- [Exercise objective]: Rewrite each of the items below with "tag" swapped for "mark" and nothing else altered, and omit the pictures from your output.

━━━ Supplied entries

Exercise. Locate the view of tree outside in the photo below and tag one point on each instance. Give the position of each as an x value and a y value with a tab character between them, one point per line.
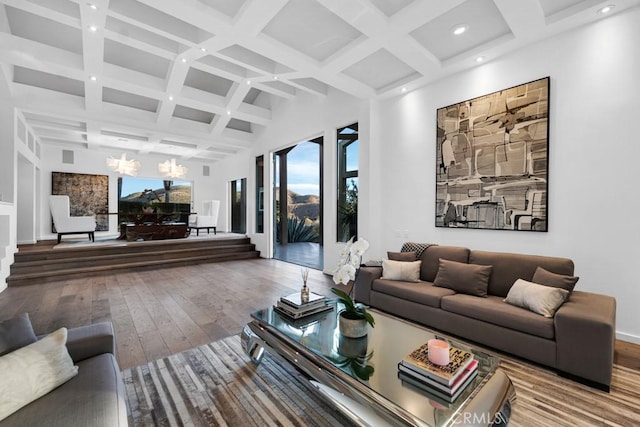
303	194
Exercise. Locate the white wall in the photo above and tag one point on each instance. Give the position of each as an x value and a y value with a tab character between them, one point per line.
94	162
593	158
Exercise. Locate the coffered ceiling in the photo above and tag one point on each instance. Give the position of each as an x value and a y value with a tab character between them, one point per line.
197	79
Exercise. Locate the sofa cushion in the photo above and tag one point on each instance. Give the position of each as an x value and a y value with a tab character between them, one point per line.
401	270
509	267
33	371
402	256
16	333
421	292
431	259
540	299
494	310
465	278
95	397
554	280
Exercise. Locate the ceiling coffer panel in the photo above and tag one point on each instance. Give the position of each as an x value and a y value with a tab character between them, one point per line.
152	17
207	82
193	114
43	30
128	99
310	28
135	59
42	80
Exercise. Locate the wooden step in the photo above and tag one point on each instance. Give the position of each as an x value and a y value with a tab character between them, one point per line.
43	266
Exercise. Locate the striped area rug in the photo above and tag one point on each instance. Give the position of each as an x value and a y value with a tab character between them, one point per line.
217	385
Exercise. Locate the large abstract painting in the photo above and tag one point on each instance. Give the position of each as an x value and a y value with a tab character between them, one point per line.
88	194
492	157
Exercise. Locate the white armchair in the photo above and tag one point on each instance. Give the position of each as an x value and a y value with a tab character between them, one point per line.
66	224
207	218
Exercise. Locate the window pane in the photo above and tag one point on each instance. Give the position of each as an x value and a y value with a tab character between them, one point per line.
352	157
347	215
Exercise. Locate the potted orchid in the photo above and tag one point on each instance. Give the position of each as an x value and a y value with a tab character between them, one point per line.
354	317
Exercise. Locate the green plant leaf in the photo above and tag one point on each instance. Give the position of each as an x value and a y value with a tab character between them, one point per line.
345	298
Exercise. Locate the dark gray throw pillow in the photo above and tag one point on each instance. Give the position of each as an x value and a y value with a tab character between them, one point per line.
402	256
554	280
16	333
472	279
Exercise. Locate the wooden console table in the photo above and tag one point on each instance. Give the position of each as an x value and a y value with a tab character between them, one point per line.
172	230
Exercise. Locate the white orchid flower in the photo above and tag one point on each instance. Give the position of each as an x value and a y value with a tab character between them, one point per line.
359	247
345	274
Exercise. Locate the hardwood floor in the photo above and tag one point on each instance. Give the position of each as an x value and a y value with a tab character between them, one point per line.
161	312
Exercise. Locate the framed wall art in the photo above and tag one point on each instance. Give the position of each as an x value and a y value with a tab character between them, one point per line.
491	160
88	194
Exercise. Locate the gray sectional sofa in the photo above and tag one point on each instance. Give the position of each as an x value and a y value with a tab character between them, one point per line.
94	397
578	341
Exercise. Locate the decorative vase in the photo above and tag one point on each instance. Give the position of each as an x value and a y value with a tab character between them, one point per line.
352	328
352	348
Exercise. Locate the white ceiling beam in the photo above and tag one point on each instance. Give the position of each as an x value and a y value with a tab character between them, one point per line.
37	56
32	100
37	9
93	54
525	17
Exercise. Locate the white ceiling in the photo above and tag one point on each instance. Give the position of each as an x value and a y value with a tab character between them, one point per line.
196	79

━━━━━━

- [Written solution]:
Exercise. Locate the view of tree outside in the photo below and mark one point on each instance. Give the position of each as an x value and a y value with a tab character between them, one point per line.
303	194
Exercise. Locate the white wall in the photo above and mark one point on each instance. Give the position of each as an x value and a y value with a tab character between them, one point per line.
94	162
593	158
Exercise. Locate the coffered ceiling in the photo above and mark one point on each instance. Give the position of each as an x value and a y value with a tab character between them, one point per line.
197	79
Exercise. Locate the sofa cushion in the photo above and mark one point on each instance. Give the position of each as an x value and a y value with a tab character between them, one point per line.
401	270
509	267
33	371
402	256
16	333
421	292
431	259
540	299
494	310
465	278
95	397
554	280
Exercise. Locate the ceiling coffer panel in the photo above and mark one point on each instance. Give the position of each as an x value and a y value with a tab character between them, one point per line.
152	17
207	82
193	114
43	30
128	99
310	28
135	59
42	80
Exercise. Locate the wooden step in the photo above and mark one point on each instance. Give the position of each as an x value and a y value with a tab character between them, one point per line.
43	266
Exercise. Locate the striped area rug in the photo above and mark one point on each instance. Give the position of each as an x value and a y value with a tab character between them, one point per line.
217	385
Exercise. Locate the large abstract painting in the photo above and mark one point on each instance. Give the position of each as an x value and a y value with a tab character between them, one point per line.
88	194
492	157
Exercise. Locate the white armchair in the photo above and mark one point on each instance. Give the position of each as an x value and a y value with a tab character between them, one point per line.
66	224
207	218
Exercise. Locate the window pane in the photo above and mark one point on each instance. Give the position of each as an x value and a y value with a tab character between them, one point per line.
352	157
347	215
Exercise. Locate the potted orchid in the photo above and mark one point on each instance. Give the position of each as an x value and a y value with a tab character between them, one point per line.
354	317
Exercise. Locate the green plant leaf in the photo above and mark one point on each instance. Give the position of each as an x value and a y value with a tab character between them, one point per line.
345	298
Exercise. Locate the dark gray throw pillow in the photo above and mark one point on each instance. Give the position of each as an x value and a y value with a tab character between them, one point per line.
402	256
554	280
16	333
472	279
Exercise. Locate the wooden console table in the photo above and mark one point on each instance. Give the position of each as an x value and a y value with a tab character between them, one point per line.
172	230
Exercise. Locate the white orchid flower in the photo above and mark one point on each instance. Give the position of each as an x value and a y value with a tab character between them, one point per line.
359	247
345	274
Exercise. Locate the hardwood floor in the photo above and mark one point on each instance. Give the position of each as an x value and a y value with a tab character between them, one point per line.
161	312
Exercise. Locate the framed wall art in the photo above and mark one point on each instance. Give the position of each as an x value and a y value with a tab character between them, one point per line.
491	160
88	194
Exercise. Locate the gray sectional sofa in the photo above and mark one point on each instance. Give the position of each as an x value and a y value with a tab character between them, one point per line.
94	397
578	341
Exercise. Locate the decorative vase in the photo above and mark one point on each instance. Give the position of each as an x value and a y value with a tab character between them, one point per line.
352	328
352	348
Exercise. Locate the white ceiling beam in the photo above and mark one point on each instance. Give the position of each as an x value and a y value with a tab character between them, one point per line.
37	56
32	100
37	9
93	54
525	17
Exercise. Locate the white ceiling in the photo above and mark one point on each instance. Give the position of each as an x value and a y value with a tab character between them, one point per line.
196	79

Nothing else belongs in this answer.